> **Lavoro richiesto**: Come si traduce in inglese questa frase del testo sui Fondi europei per i professionisti: «Troppi lacci e burocrazia rendono di fatto questa quota di finanziamento ancora un miraggio per i professionisti.»?

> **Sezione di testo**:
☆ ☆ ☆ ☆ ☆
I Fondi europei restano al palo. Al di là di qualche iniziativa episodica regionale (sono le autonomie locali a doverli veicolare), infatti, quella che doveva essere una concreta alternativa alle tradizionali forme di credito da cui i professionisti sono stati da sempre esclusi resta ancora sulla carta. Troppi lacci e burocrazia rendono di fatto questa quota di finanziamento ancora un miraggio per i professionisti. Ed a poco sono servite le raccomandazioni provenienti dalla UE che, nel suo Piano d’azione imprenditorialità 2020, ha considerato tra le esperienze qualificanti di impresa anche l’attività professionale, oggi assimilabile dal punto di vista economico ed organizzativo a quella di una pmi. Per una ragione semplice: la posizione espressa dall’Europa all’interno delle Raccomandazioni non ha una natura giuridica tale da vincolare gli Stati membri che, così come ha fatto finora l’Italia, sono liberi di recepirne il contenuto o di ignorarlo. Non sono servite, almeno per il momento, neppure le sollecitazioni del mondo professionale perché il governo in questi anni non ha mai dichiarato espressamente la propria posizione sul tema.
☆ ☆ ☆ ☆ ☆
> **Materiale fornito**:
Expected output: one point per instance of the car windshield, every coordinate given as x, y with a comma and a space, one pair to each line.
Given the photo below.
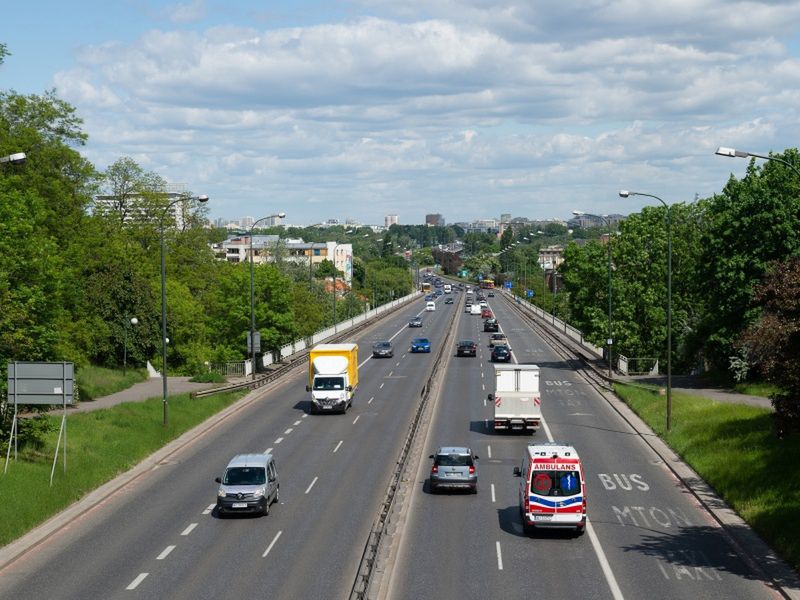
556, 483
245, 476
328, 383
454, 460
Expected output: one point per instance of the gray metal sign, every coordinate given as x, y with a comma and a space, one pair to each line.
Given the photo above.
41, 383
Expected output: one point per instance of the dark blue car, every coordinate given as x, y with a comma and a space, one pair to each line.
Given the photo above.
420, 345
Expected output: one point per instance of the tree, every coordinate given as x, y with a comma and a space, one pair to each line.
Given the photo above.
772, 342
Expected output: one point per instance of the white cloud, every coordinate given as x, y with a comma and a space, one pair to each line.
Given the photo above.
523, 107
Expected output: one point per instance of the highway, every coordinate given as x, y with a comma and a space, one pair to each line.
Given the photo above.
159, 538
647, 537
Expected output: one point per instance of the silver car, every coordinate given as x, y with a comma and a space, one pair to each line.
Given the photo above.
454, 468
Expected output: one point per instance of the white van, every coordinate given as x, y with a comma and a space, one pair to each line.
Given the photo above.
249, 485
552, 488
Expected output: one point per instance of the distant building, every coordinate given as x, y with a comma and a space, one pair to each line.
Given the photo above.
436, 220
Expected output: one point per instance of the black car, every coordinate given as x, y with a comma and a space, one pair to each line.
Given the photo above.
501, 354
466, 348
382, 350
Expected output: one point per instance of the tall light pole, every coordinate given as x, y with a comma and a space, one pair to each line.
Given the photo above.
201, 198
132, 321
18, 158
253, 294
626, 194
733, 153
609, 339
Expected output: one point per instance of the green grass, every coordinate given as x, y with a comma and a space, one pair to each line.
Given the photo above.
101, 445
96, 382
733, 448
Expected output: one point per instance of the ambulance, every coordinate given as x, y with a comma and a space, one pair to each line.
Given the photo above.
552, 488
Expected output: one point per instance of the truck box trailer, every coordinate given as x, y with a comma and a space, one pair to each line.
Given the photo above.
516, 398
332, 376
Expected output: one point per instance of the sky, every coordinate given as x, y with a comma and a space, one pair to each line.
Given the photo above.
359, 109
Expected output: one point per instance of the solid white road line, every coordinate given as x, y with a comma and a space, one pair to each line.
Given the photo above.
310, 485
139, 578
272, 543
609, 574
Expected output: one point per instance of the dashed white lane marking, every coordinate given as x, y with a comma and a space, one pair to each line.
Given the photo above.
139, 578
271, 544
310, 485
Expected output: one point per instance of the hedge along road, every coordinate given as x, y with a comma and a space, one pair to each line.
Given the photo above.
159, 537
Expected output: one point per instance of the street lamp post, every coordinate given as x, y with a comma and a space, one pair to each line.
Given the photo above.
609, 339
626, 194
253, 294
201, 198
132, 321
733, 153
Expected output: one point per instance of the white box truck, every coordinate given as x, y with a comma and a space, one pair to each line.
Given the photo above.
516, 397
332, 376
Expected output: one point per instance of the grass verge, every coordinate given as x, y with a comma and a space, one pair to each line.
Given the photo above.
96, 382
101, 445
733, 448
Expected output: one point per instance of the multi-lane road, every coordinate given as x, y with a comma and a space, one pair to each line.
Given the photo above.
159, 537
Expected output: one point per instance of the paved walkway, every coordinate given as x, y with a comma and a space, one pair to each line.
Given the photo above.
139, 392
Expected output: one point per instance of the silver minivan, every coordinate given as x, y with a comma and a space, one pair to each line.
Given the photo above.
454, 468
249, 485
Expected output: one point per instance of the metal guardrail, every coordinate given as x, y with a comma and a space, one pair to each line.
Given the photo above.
298, 358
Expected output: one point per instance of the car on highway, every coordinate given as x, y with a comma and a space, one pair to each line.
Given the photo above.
382, 350
454, 468
466, 348
249, 485
501, 353
497, 338
420, 345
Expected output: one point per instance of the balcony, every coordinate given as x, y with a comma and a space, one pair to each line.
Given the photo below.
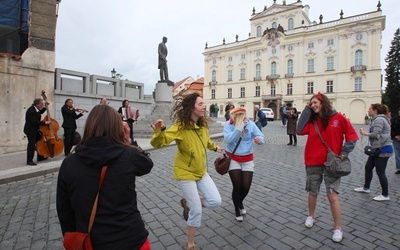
290, 75
273, 77
358, 68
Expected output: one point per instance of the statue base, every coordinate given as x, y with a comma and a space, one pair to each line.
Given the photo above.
163, 92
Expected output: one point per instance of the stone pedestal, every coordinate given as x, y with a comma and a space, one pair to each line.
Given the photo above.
163, 92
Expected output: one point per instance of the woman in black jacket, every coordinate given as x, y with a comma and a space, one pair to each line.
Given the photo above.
118, 223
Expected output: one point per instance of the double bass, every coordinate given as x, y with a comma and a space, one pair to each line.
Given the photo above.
50, 144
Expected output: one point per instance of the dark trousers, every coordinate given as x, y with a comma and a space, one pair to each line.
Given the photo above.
30, 149
380, 164
69, 136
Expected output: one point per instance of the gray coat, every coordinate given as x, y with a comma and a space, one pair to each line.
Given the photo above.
380, 132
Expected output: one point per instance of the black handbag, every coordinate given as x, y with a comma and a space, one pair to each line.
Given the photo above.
335, 166
370, 151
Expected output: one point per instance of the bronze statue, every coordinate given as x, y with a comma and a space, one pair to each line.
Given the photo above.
162, 60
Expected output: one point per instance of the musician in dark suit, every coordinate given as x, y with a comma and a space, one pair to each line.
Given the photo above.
31, 128
69, 124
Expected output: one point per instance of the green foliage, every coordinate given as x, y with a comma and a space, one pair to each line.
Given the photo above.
391, 97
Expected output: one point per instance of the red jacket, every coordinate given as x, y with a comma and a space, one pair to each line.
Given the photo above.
339, 128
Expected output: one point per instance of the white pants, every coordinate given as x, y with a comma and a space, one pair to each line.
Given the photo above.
191, 189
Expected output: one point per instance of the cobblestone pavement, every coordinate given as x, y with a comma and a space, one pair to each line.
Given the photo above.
276, 205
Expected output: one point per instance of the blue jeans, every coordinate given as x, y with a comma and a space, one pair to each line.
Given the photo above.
396, 147
208, 189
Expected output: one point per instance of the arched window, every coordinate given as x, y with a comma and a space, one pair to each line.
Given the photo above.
290, 67
258, 31
273, 68
258, 71
290, 24
359, 57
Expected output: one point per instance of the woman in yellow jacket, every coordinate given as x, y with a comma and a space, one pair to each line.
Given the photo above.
190, 132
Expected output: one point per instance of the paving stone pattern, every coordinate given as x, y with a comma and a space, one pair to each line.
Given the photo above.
276, 205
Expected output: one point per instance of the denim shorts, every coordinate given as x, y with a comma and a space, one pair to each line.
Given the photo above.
315, 174
244, 166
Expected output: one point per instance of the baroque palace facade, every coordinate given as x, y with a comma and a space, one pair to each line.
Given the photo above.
287, 58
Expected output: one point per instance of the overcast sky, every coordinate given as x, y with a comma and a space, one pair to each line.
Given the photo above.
96, 36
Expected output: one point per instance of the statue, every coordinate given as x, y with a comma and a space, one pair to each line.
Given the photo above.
162, 62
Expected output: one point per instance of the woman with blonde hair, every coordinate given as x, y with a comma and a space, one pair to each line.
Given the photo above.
379, 138
239, 134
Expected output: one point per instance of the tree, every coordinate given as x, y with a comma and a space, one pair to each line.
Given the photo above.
392, 91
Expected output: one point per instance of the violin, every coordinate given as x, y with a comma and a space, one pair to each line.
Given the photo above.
50, 144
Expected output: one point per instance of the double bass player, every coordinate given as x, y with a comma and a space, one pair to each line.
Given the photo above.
32, 122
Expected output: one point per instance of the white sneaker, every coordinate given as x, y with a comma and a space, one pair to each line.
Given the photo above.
309, 221
337, 235
381, 198
362, 190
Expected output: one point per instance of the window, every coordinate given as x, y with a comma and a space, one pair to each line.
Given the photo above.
289, 89
242, 74
358, 84
242, 92
310, 88
329, 86
359, 58
329, 63
258, 71
230, 93
273, 89
14, 26
230, 75
273, 68
258, 31
290, 24
290, 67
258, 93
310, 65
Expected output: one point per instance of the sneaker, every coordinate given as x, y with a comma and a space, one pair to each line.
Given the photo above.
309, 221
185, 209
337, 235
381, 198
362, 190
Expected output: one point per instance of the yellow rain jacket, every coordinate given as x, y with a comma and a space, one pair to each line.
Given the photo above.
190, 161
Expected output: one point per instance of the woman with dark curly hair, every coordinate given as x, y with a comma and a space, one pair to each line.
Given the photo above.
341, 137
190, 132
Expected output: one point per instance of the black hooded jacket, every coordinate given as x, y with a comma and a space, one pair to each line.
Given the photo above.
118, 223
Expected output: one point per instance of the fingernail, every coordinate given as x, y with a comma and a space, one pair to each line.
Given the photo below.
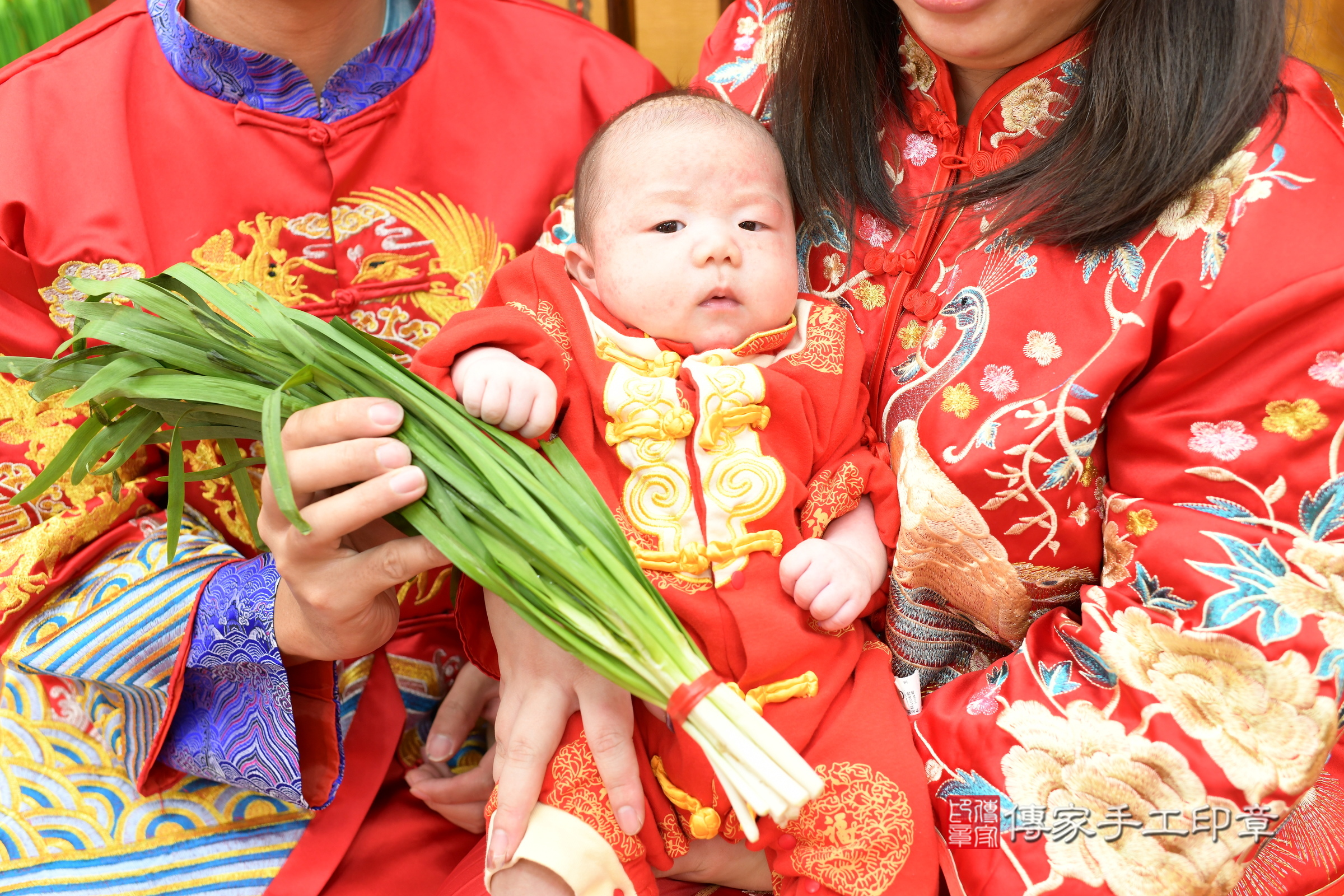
394, 454
438, 749
498, 851
628, 820
385, 414
409, 481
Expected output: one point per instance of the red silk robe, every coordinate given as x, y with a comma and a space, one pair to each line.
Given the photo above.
717, 465
394, 218
1124, 461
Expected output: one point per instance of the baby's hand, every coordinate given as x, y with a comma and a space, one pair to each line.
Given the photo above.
499, 389
828, 581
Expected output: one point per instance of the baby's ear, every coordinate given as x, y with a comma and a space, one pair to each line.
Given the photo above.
578, 262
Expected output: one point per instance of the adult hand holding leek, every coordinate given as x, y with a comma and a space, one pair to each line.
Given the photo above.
338, 589
227, 363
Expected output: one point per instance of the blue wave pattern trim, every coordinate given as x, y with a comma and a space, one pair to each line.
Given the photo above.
236, 722
120, 629
263, 81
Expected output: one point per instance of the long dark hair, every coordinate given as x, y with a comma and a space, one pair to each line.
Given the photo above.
1173, 88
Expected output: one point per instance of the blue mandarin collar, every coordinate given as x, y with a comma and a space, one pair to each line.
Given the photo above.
263, 81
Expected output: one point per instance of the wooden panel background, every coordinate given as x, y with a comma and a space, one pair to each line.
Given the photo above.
670, 32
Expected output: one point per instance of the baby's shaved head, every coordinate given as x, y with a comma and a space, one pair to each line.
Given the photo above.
675, 109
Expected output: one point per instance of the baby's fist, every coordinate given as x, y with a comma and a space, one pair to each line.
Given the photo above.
828, 581
499, 389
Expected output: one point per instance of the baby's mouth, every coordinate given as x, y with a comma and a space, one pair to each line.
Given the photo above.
721, 301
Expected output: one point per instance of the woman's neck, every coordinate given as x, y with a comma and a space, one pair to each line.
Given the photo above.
319, 36
969, 85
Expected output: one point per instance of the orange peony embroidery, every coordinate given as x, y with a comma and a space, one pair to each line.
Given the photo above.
857, 836
1298, 419
1141, 521
830, 497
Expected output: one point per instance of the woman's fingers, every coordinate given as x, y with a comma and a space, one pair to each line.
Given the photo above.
459, 712
351, 418
609, 725
327, 466
340, 514
521, 766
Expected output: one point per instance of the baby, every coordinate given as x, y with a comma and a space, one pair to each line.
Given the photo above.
721, 414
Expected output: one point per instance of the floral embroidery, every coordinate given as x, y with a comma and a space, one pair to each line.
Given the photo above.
62, 291
830, 497
959, 401
870, 295
920, 148
918, 66
1026, 108
1298, 419
1086, 760
1040, 347
1328, 368
1226, 441
935, 335
1119, 554
911, 335
874, 230
857, 836
1207, 203
999, 381
1262, 722
1141, 521
834, 268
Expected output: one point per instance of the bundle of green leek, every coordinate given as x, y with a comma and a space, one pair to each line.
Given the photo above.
226, 363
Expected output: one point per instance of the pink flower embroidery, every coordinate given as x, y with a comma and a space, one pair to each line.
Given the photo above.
1226, 441
920, 148
874, 230
999, 381
1328, 368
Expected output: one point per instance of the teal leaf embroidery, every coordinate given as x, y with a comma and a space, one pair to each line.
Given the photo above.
1323, 512
1057, 678
972, 783
1332, 667
1092, 260
1130, 264
1253, 574
733, 74
1063, 470
1155, 595
1092, 665
1224, 508
1214, 253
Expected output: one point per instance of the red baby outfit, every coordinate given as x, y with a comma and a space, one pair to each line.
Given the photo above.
717, 464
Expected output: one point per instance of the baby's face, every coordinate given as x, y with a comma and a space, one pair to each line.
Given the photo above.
696, 242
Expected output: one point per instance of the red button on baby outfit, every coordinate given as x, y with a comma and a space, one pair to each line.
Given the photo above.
874, 260
922, 305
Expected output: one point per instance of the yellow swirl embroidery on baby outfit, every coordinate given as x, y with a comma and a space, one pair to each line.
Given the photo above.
741, 484
648, 429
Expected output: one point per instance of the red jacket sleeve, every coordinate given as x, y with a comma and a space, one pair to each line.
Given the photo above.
519, 316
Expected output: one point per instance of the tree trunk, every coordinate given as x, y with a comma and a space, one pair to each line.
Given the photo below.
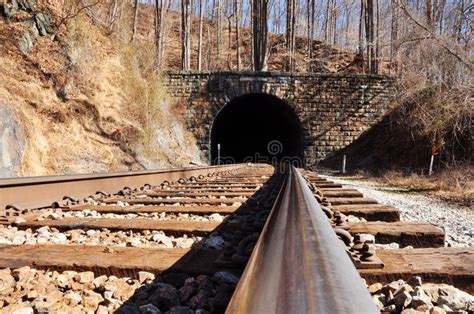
361, 27
237, 32
135, 20
185, 35
327, 22
308, 35
311, 35
158, 32
200, 37
219, 33
370, 40
290, 34
394, 36
260, 12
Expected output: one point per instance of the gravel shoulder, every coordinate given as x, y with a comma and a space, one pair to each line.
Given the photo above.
457, 221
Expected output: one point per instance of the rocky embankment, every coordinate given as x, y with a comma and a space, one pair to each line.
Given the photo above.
457, 221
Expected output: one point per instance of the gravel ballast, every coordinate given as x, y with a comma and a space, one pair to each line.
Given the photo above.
457, 221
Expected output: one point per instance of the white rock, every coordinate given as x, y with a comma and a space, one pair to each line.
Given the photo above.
216, 217
19, 220
24, 310
216, 242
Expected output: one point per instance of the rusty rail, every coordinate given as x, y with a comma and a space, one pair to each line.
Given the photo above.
298, 264
37, 192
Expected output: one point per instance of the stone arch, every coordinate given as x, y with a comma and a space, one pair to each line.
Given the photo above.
257, 127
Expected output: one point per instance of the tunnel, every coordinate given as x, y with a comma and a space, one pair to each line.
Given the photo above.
256, 128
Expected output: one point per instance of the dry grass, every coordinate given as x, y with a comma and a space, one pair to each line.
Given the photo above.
450, 184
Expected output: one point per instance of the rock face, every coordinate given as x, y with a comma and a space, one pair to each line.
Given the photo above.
416, 297
12, 143
38, 25
318, 100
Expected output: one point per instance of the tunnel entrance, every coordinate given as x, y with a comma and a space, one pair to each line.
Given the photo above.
256, 128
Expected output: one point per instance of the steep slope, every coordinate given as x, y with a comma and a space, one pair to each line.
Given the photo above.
78, 100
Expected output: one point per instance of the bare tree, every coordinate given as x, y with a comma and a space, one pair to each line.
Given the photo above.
☆ ☆ ☆ ☆ ☆
> **Risultato**: Too many constraints and too much red tape effectively make this share of funding still a mirage for professionals.